[REQUIREMENT A] Report how many lines of the records contain the string "backpack". Case counts. Give only the number.

[SOURCE]
— BEGIN —
As ZEE5 turns one, Tarun Katial, CEO, ZEE5 India, chats with us about his content strategy and the experience of navigating the competitive world of over-the-top video.
February 14 2018 was when ZEE5 was launched with a bang. The digital video-ondemand (VOD) platform from the media conglomerate Zee Entertainment Enterprises grabbed immediate attention when it announced that it would release 90 original titles in Year One.
Back then, Netflix was yet to launch its first India Original, Amazon Prime Video had added two India Originals to its portfolio and ALTBalaji and VOOT had a few of those - but 90? An unprecedented move, it had its share of sceptics especially because of ZEEL's not-so-successful 'experiment' with Ditto TV, launched in 2012 and Ozee, which came into being in 2016.
A year later on February 14, 2019, ZEE5 - one of the last to enter the VOD war - claimed that it had 56.3 million monthly active users (MAU) and that it had registered a 36 per cent growth over the quarter ending September 2019. It also declared that users spend an average of 31 minutes per day on ZEE5. The app crossed 50 million gross downloads on the Android Play Store. So did the 90 original titles work?
— END —
[THE INPUT]
— BEGIN —
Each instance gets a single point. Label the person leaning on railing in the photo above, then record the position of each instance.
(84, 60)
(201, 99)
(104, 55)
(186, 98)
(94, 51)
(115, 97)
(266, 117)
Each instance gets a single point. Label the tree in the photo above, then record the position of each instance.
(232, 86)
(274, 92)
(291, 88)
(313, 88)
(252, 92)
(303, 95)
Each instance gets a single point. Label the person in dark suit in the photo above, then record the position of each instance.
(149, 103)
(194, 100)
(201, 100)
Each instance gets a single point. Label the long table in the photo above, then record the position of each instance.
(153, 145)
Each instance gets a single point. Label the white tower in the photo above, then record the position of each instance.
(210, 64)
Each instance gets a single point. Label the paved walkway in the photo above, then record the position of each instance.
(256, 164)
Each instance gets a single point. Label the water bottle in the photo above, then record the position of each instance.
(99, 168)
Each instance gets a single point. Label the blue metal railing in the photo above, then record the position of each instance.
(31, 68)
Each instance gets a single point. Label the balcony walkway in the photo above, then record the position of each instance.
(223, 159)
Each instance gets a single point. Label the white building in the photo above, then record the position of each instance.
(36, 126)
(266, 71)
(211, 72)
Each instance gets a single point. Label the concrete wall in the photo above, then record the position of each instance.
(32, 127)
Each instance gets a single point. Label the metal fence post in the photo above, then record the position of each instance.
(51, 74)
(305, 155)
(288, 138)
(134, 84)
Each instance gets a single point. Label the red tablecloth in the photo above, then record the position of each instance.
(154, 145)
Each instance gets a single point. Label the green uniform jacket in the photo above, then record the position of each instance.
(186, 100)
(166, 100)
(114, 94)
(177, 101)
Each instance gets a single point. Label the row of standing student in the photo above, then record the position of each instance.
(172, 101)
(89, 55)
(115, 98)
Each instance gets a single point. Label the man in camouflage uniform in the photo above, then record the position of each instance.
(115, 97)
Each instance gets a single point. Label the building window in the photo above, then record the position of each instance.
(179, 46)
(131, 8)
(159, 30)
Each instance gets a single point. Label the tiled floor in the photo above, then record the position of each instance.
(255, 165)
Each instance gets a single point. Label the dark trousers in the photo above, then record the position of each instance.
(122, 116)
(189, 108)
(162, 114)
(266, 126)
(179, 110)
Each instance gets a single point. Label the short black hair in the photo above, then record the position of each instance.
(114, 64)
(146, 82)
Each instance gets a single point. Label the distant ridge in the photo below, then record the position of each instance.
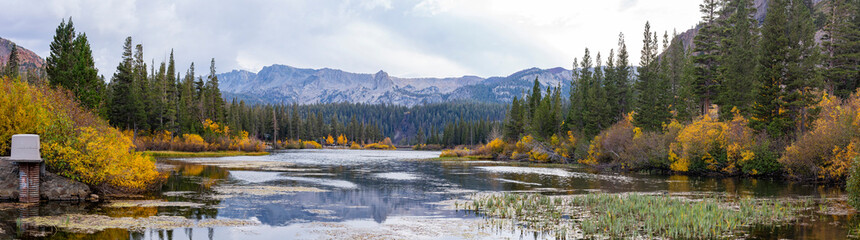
(28, 59)
(286, 84)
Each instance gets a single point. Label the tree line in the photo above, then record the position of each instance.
(146, 98)
(771, 72)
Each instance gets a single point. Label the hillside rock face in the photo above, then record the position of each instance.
(285, 84)
(28, 59)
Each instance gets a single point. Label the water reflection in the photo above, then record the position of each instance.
(374, 188)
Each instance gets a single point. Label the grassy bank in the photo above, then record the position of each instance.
(177, 154)
(634, 215)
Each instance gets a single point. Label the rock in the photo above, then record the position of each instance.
(51, 187)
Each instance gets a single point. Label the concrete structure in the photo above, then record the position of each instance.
(25, 152)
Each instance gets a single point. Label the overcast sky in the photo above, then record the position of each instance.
(409, 38)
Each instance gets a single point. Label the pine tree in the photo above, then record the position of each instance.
(513, 121)
(534, 98)
(140, 90)
(653, 101)
(543, 119)
(584, 89)
(573, 121)
(216, 102)
(121, 107)
(802, 76)
(70, 65)
(186, 110)
(11, 69)
(740, 35)
(60, 62)
(841, 43)
(595, 106)
(171, 98)
(621, 80)
(773, 47)
(610, 89)
(705, 59)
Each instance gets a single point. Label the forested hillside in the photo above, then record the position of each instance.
(776, 98)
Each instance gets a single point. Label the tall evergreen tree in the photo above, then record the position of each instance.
(773, 48)
(89, 88)
(653, 100)
(11, 68)
(595, 107)
(623, 95)
(802, 76)
(574, 113)
(171, 98)
(706, 55)
(59, 64)
(122, 107)
(841, 43)
(70, 65)
(740, 35)
(215, 101)
(140, 91)
(534, 98)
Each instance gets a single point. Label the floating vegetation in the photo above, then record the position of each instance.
(249, 165)
(554, 172)
(320, 211)
(263, 190)
(403, 176)
(517, 182)
(178, 193)
(178, 154)
(94, 223)
(633, 215)
(152, 203)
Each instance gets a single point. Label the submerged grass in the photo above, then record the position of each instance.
(634, 215)
(95, 223)
(178, 154)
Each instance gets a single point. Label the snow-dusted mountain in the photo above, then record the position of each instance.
(285, 84)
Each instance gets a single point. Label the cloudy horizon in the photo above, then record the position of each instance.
(413, 38)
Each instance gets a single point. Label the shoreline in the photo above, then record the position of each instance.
(179, 154)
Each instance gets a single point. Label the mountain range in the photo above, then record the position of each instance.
(27, 59)
(285, 84)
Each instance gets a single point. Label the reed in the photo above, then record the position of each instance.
(635, 215)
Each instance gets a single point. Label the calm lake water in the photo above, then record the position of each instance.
(324, 194)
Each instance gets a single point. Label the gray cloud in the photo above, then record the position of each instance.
(406, 38)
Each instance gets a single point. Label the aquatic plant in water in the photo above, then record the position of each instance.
(633, 215)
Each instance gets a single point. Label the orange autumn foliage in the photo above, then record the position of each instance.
(75, 143)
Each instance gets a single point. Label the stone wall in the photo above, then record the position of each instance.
(52, 186)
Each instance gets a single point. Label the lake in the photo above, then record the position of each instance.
(323, 194)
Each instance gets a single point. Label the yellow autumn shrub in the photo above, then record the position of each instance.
(492, 148)
(692, 148)
(75, 143)
(385, 144)
(708, 145)
(311, 145)
(826, 151)
(193, 143)
(341, 140)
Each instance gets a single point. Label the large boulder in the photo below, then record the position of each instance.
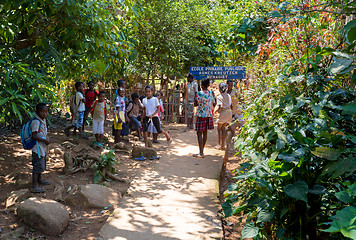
(92, 196)
(147, 152)
(17, 196)
(46, 215)
(122, 146)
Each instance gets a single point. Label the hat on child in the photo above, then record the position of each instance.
(223, 87)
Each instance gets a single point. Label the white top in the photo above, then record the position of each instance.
(192, 90)
(120, 103)
(42, 133)
(78, 101)
(150, 106)
(224, 100)
(235, 101)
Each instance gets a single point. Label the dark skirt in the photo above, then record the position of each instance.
(204, 124)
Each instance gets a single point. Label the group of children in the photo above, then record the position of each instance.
(126, 113)
(141, 114)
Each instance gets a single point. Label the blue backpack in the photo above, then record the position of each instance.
(26, 136)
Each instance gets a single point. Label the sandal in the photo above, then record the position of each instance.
(66, 133)
(142, 158)
(44, 182)
(37, 190)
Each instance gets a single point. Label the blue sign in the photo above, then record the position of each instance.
(235, 72)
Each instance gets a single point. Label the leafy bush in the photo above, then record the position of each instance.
(104, 165)
(300, 146)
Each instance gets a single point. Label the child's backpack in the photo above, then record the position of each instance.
(73, 107)
(127, 105)
(26, 136)
(92, 110)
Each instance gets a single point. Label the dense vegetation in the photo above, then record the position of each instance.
(299, 137)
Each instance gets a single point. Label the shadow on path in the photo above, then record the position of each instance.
(177, 199)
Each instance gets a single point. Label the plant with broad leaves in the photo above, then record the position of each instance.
(106, 164)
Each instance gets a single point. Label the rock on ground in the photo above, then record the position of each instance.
(138, 151)
(17, 196)
(46, 215)
(92, 196)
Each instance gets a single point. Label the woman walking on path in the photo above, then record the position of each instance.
(225, 115)
(204, 122)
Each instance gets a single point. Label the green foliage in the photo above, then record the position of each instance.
(344, 220)
(105, 164)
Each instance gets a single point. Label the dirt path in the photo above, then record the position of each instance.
(177, 199)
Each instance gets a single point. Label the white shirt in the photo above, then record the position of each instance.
(150, 106)
(192, 90)
(42, 133)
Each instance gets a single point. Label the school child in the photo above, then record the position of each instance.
(234, 97)
(90, 96)
(225, 115)
(192, 90)
(150, 114)
(80, 102)
(119, 114)
(161, 108)
(39, 155)
(133, 113)
(204, 121)
(99, 113)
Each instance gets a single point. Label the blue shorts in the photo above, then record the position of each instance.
(38, 164)
(78, 123)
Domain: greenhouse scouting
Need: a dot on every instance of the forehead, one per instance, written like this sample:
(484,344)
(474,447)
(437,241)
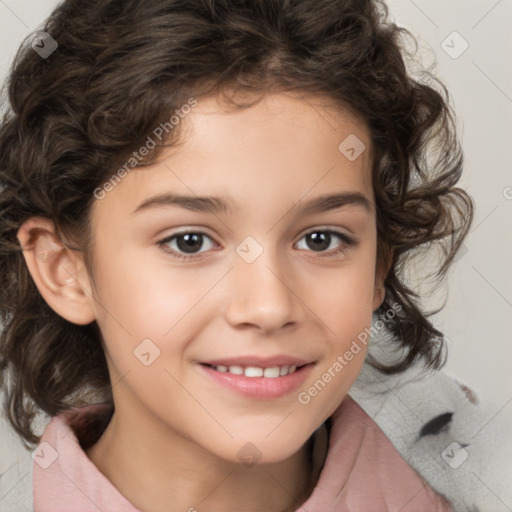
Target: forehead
(281,148)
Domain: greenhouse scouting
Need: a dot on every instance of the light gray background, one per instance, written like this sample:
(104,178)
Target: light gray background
(478,315)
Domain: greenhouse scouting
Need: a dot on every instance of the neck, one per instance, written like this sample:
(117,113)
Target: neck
(153,471)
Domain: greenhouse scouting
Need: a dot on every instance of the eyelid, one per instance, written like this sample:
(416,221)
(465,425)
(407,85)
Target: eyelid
(347,240)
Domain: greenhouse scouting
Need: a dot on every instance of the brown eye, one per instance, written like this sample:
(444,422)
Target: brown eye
(191,242)
(325,241)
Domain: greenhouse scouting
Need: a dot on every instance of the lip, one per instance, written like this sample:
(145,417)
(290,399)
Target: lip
(259,388)
(262,362)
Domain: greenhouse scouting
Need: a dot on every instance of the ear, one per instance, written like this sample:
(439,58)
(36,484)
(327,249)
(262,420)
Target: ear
(379,293)
(58,272)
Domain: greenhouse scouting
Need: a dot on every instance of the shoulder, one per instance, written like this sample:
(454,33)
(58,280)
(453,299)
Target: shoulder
(442,429)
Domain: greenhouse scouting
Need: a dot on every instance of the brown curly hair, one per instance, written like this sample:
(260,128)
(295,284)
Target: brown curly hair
(122,67)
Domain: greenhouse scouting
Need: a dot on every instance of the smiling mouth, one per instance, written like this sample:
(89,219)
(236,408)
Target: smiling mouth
(256,371)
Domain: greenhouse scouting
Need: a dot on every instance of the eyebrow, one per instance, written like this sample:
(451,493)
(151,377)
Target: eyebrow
(216,205)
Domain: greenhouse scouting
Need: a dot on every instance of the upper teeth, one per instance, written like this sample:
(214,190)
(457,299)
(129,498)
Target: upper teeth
(256,371)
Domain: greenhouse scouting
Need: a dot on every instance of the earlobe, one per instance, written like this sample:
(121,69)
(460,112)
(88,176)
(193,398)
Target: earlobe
(58,272)
(378,296)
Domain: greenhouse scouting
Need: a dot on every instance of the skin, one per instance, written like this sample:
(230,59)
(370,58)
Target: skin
(175,433)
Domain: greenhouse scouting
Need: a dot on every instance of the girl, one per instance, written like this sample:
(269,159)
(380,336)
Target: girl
(203,203)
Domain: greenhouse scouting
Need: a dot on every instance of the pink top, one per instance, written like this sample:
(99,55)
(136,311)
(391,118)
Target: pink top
(363,472)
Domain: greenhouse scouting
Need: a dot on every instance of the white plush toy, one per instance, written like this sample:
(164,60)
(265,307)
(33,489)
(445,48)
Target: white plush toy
(461,446)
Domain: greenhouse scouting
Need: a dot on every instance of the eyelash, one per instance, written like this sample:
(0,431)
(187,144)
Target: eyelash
(346,242)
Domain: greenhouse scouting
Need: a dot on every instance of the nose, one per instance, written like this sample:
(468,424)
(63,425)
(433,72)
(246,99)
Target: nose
(261,294)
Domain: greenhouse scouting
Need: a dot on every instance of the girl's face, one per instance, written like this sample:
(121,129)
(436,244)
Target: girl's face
(250,248)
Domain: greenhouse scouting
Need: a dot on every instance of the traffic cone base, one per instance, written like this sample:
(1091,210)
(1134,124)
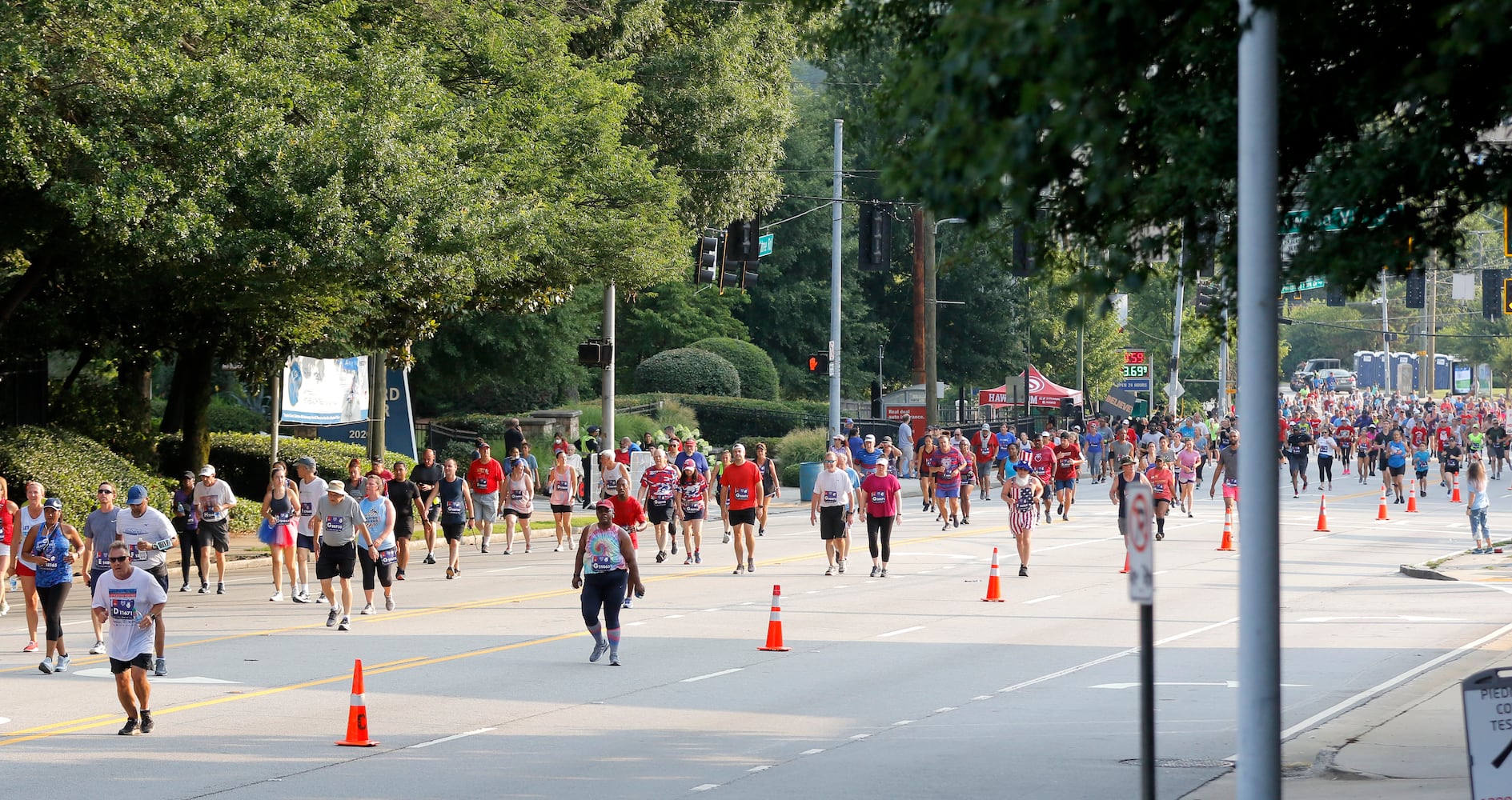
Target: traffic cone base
— END —
[REQUIREMENT B] According to the ZEE5 article, which services already had India Originals when ZEE5 launched? List them all.

[EXERCISE OUTPUT A] 2

[EXERCISE OUTPUT B]
Amazon Prime Video
ALTBalaji
VOOT